**Activity:**
Your output should be exactly the lines from the one containing "green triangle flag." through the final line of the following data, please, with no pictures.

Natural-language object grounding data

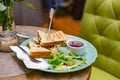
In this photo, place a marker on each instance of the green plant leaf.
(2, 7)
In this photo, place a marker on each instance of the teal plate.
(90, 54)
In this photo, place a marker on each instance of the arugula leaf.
(65, 61)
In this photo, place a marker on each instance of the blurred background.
(68, 14)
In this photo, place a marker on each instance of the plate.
(90, 54)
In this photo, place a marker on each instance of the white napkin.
(28, 63)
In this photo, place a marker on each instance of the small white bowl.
(76, 46)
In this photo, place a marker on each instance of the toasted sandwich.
(37, 51)
(55, 38)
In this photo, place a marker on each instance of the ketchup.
(73, 44)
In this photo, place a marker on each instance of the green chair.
(101, 26)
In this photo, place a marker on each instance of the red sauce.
(73, 44)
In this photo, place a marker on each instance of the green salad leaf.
(65, 61)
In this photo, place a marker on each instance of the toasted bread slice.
(37, 51)
(55, 38)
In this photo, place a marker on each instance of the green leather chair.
(101, 27)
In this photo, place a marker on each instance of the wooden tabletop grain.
(39, 75)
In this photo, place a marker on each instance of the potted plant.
(8, 29)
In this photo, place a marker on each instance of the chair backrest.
(101, 27)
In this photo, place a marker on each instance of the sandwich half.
(37, 51)
(56, 38)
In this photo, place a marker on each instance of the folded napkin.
(28, 63)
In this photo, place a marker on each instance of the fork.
(25, 52)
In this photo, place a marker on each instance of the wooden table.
(39, 75)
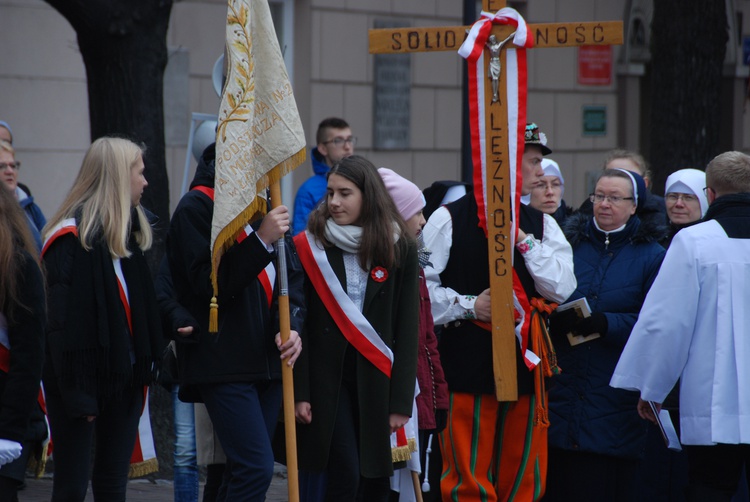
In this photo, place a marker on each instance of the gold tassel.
(213, 316)
(143, 468)
(403, 453)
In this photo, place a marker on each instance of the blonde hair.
(101, 198)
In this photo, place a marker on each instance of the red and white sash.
(143, 459)
(352, 323)
(515, 68)
(473, 50)
(66, 226)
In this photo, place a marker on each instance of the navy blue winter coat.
(310, 192)
(586, 414)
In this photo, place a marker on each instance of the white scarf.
(348, 237)
(345, 237)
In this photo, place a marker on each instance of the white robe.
(695, 326)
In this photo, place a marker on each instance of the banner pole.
(287, 377)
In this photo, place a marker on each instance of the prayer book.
(668, 432)
(582, 310)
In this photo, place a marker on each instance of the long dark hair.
(14, 237)
(378, 217)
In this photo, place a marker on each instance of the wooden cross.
(497, 184)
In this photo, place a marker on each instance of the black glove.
(562, 323)
(441, 420)
(595, 323)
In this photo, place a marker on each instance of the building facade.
(586, 102)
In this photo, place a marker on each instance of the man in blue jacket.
(335, 141)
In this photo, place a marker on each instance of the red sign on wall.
(595, 65)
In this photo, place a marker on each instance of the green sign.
(594, 120)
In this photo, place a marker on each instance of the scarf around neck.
(345, 237)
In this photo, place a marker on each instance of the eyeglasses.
(15, 166)
(352, 140)
(598, 198)
(686, 198)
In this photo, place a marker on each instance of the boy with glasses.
(334, 142)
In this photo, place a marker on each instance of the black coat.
(244, 348)
(19, 387)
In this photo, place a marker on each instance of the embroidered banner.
(259, 137)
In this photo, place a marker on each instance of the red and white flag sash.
(352, 323)
(473, 50)
(143, 459)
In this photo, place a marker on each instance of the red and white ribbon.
(473, 50)
(515, 68)
(352, 323)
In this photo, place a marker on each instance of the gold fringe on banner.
(143, 468)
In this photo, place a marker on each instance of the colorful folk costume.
(492, 450)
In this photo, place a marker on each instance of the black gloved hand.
(441, 420)
(562, 323)
(595, 323)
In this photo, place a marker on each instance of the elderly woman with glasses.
(596, 437)
(9, 168)
(685, 199)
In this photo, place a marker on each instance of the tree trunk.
(124, 48)
(689, 39)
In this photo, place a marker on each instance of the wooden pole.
(287, 377)
(417, 485)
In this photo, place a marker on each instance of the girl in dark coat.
(104, 332)
(596, 436)
(22, 318)
(354, 382)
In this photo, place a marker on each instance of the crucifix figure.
(495, 66)
(495, 418)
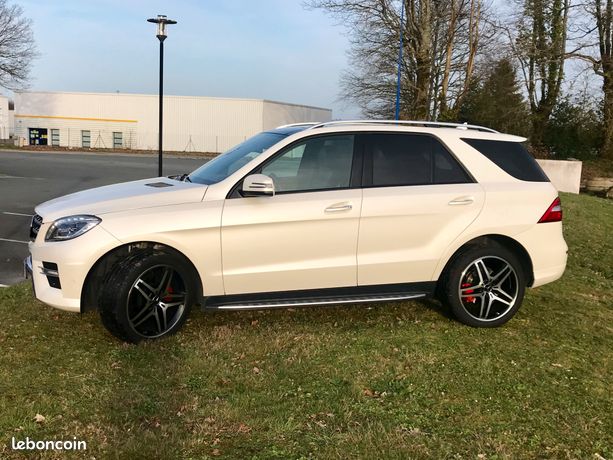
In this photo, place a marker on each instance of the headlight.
(70, 227)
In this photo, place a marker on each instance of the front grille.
(35, 226)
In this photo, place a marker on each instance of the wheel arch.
(98, 271)
(502, 240)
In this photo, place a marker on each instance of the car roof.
(437, 129)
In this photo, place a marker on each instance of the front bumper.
(72, 259)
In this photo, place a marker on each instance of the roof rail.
(427, 124)
(306, 123)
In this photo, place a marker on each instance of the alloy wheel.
(488, 288)
(156, 301)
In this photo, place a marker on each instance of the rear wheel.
(147, 295)
(484, 286)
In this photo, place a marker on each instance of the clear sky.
(263, 49)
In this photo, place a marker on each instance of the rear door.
(417, 199)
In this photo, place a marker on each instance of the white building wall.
(11, 123)
(4, 117)
(190, 123)
(277, 114)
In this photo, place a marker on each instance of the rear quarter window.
(512, 157)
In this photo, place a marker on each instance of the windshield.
(231, 161)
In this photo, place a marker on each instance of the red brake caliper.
(168, 292)
(469, 299)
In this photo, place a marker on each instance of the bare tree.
(593, 44)
(540, 46)
(441, 41)
(17, 49)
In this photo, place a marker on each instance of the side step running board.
(284, 303)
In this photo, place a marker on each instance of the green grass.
(387, 381)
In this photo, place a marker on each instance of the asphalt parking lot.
(28, 178)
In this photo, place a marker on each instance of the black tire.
(147, 295)
(484, 303)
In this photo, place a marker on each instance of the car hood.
(146, 193)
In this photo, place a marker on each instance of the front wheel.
(485, 286)
(148, 295)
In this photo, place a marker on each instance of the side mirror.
(258, 185)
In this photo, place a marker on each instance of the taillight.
(553, 213)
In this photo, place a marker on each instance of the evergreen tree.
(497, 102)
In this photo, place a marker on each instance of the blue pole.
(399, 61)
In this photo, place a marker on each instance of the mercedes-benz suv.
(329, 213)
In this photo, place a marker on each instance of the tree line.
(514, 67)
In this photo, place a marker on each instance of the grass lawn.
(386, 381)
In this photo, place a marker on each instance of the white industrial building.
(6, 118)
(117, 120)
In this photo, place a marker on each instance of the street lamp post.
(161, 21)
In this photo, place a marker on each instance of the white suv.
(330, 213)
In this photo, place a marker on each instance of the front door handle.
(339, 207)
(463, 200)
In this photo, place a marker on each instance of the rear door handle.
(339, 207)
(463, 200)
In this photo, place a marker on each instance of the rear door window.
(410, 159)
(512, 157)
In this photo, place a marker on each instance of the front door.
(304, 237)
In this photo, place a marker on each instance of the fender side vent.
(158, 184)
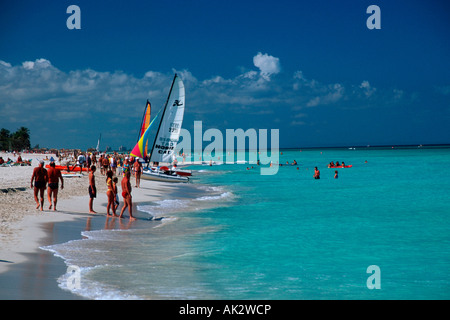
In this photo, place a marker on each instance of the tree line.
(19, 140)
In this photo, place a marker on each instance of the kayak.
(349, 166)
(68, 168)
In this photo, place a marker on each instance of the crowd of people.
(43, 179)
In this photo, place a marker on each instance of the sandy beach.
(23, 228)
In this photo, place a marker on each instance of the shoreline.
(26, 270)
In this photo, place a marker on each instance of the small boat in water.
(158, 174)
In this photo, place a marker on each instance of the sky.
(312, 69)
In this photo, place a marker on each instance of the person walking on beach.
(54, 175)
(116, 199)
(110, 193)
(40, 178)
(138, 172)
(126, 194)
(92, 189)
(316, 173)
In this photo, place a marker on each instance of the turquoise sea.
(233, 233)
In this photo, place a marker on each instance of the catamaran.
(166, 138)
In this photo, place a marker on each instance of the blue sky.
(311, 69)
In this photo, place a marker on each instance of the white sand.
(21, 223)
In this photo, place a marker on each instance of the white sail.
(170, 126)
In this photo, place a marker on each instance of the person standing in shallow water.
(316, 173)
(53, 176)
(92, 189)
(110, 193)
(40, 178)
(126, 194)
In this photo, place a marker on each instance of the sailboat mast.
(162, 117)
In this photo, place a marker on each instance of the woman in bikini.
(54, 175)
(126, 194)
(110, 193)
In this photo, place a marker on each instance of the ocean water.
(235, 234)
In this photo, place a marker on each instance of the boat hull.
(164, 177)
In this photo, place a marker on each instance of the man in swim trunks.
(53, 176)
(126, 194)
(92, 189)
(40, 178)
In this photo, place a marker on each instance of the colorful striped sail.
(145, 123)
(139, 149)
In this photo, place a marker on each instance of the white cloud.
(268, 65)
(367, 89)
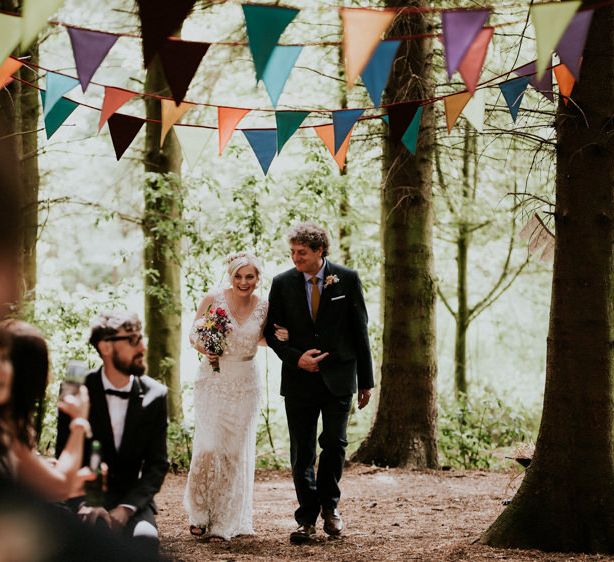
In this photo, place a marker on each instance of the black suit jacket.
(340, 328)
(137, 470)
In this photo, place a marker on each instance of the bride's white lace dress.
(220, 486)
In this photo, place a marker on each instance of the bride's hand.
(281, 333)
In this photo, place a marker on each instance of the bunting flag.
(159, 20)
(10, 32)
(454, 105)
(171, 114)
(287, 124)
(89, 49)
(571, 45)
(34, 16)
(180, 60)
(265, 25)
(513, 92)
(343, 122)
(123, 129)
(410, 138)
(399, 118)
(227, 120)
(362, 31)
(264, 145)
(327, 134)
(114, 98)
(470, 67)
(565, 79)
(460, 28)
(550, 21)
(57, 86)
(375, 75)
(278, 69)
(60, 112)
(193, 141)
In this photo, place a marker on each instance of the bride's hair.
(237, 260)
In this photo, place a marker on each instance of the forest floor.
(389, 515)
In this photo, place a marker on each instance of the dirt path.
(389, 514)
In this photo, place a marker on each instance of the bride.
(219, 492)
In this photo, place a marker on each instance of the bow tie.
(119, 393)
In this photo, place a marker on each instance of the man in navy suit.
(326, 359)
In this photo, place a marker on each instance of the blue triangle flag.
(278, 69)
(376, 73)
(410, 138)
(513, 92)
(57, 86)
(60, 112)
(343, 121)
(264, 145)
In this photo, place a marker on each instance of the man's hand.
(364, 395)
(310, 359)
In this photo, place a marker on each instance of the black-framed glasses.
(132, 339)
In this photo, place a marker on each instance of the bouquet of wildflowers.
(211, 330)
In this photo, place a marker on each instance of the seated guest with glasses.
(128, 415)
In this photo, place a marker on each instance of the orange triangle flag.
(470, 67)
(7, 69)
(327, 134)
(171, 113)
(565, 80)
(454, 106)
(227, 119)
(362, 31)
(114, 98)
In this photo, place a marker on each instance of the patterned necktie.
(315, 297)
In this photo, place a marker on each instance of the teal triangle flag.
(57, 86)
(265, 24)
(410, 137)
(278, 69)
(60, 112)
(264, 145)
(287, 124)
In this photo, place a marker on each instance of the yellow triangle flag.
(171, 114)
(362, 31)
(454, 104)
(550, 22)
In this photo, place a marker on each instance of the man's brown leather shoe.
(333, 524)
(303, 534)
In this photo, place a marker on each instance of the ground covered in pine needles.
(389, 515)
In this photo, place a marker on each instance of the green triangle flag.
(550, 22)
(287, 123)
(265, 24)
(34, 15)
(60, 112)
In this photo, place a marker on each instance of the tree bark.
(566, 501)
(162, 246)
(404, 430)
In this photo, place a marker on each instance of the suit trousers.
(321, 491)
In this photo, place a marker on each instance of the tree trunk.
(404, 431)
(566, 501)
(162, 246)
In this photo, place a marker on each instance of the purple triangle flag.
(89, 49)
(180, 60)
(571, 45)
(123, 129)
(264, 145)
(343, 121)
(460, 28)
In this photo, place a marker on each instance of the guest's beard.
(131, 368)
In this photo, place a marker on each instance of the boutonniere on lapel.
(330, 280)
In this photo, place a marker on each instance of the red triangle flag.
(470, 67)
(123, 129)
(114, 98)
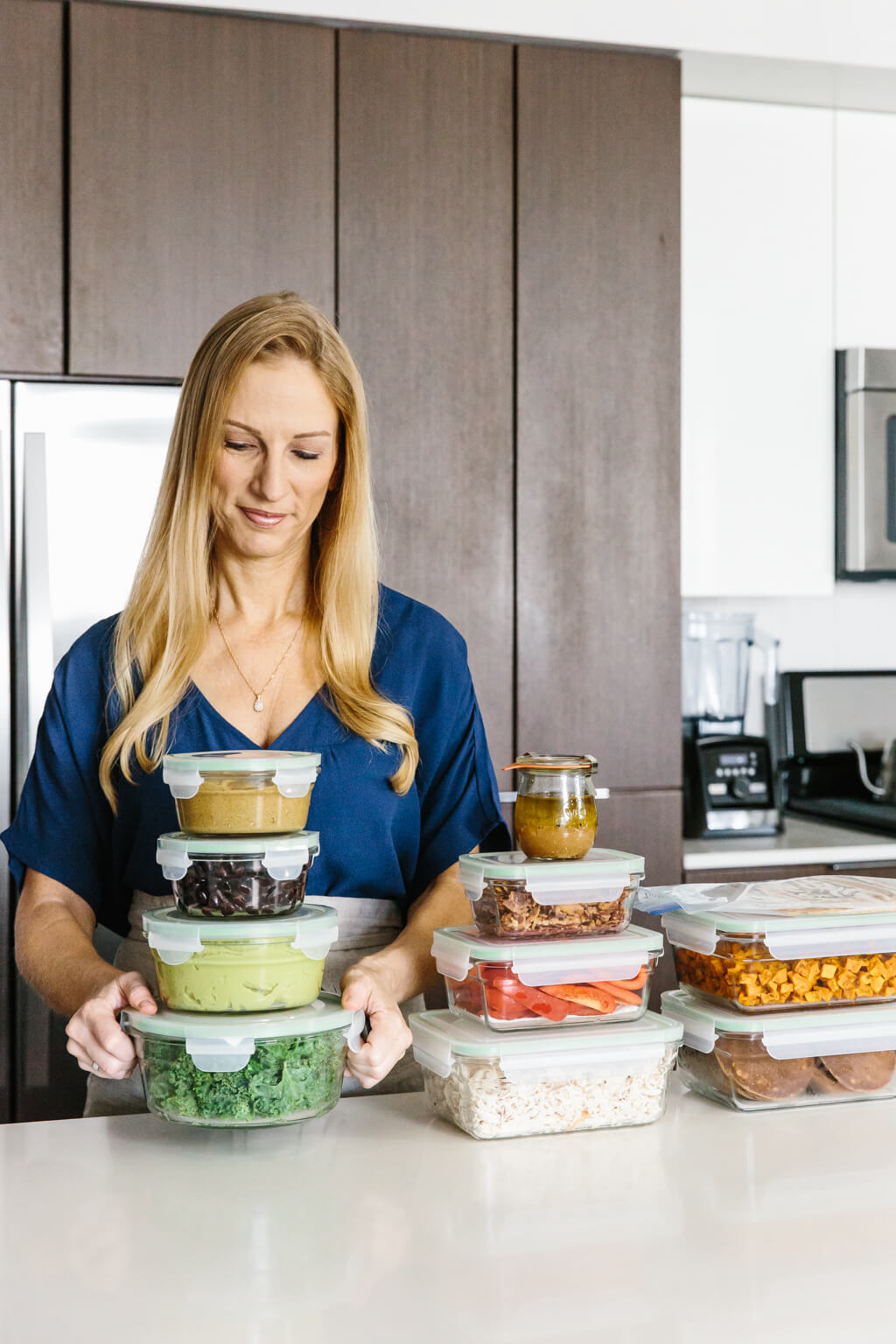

**Expected output:**
In this photo, place a marker on each instance of the green triangle flag.
(550, 22)
(287, 123)
(265, 24)
(34, 15)
(60, 112)
In this photo, place a marker on each instance of the tree bark.
(566, 501)
(162, 246)
(404, 430)
In this photo, place a marker on each instance of the suit trousers.
(321, 491)
In this photo, place a marker on each instance of the tree trunk.
(404, 431)
(566, 501)
(162, 246)
In this photo, place a marker on each instance of the purple triangle flag.
(89, 49)
(180, 60)
(571, 45)
(123, 129)
(264, 145)
(343, 121)
(460, 28)
In this photo, place a marker on each instance of the guest's beard.
(131, 368)
In this photo, place a marker on each instance of the boutonniere on lapel.
(330, 280)
In this photo, place a marker on each instance of the red triangle flag.
(470, 67)
(123, 129)
(114, 98)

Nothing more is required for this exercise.